• **Exercise brief**
In the passage about Michael Chabon's reflections on Wes Anderson's films, what name is given to the moment when the ache of cosmic nostalgia first arises?

• **Source passage**
┌──

Pondering Marcel’s pain, I’m reminded of Michael Chabon’s New Yorker reflections on the films of Wes Anderson. There, he writes,

The world is so big, so complicated, so replete with marvels and surprises that it takes years for most people to begin to notice that it is, also, irretrievably broken. We call this period of research “childhood.”

There follows a program of renewed inquiry, often involuntary, into the nature and effects of mortality, entropy, heartbreak, violence, failure, cowardice, duplicity, cruelty, and grief; the researcher learns their histories, and their bitter lessons, by heart. Along the way, he or she discovers that the world has been broken for as long as anyone can remember, and struggles to reconcile this fact with the ache of cosmic nostalgia that arises, from time to time, in the researcher’s heart: an intimation of vanished glory, of lost wholeness, a memory of the world unbroken. We call the moment at which this ache first arises “adolescence.” The feeling haunts people all their lives.

Fleischer-Camp incorporates stop animation and live action miraculously. [Image from the A24 trailer.]

Anderson observes that some “hunker down atop the local pile of ruins” and merely “make do.” Others react more aggressively, contributing to the brokenness like kids “running through piles of leaves.” But some strive in answer to “a vague yet irresistible notion that perhaps something might be done about putting the thing back together again.”

└──

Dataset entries
┌──

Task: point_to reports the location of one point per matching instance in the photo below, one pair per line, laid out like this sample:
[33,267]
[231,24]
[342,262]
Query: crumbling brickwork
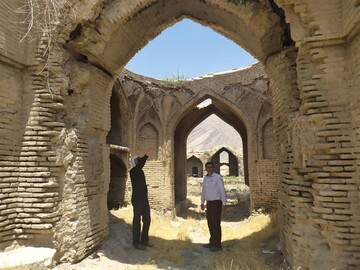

└──

• **Written response**
Adolescence.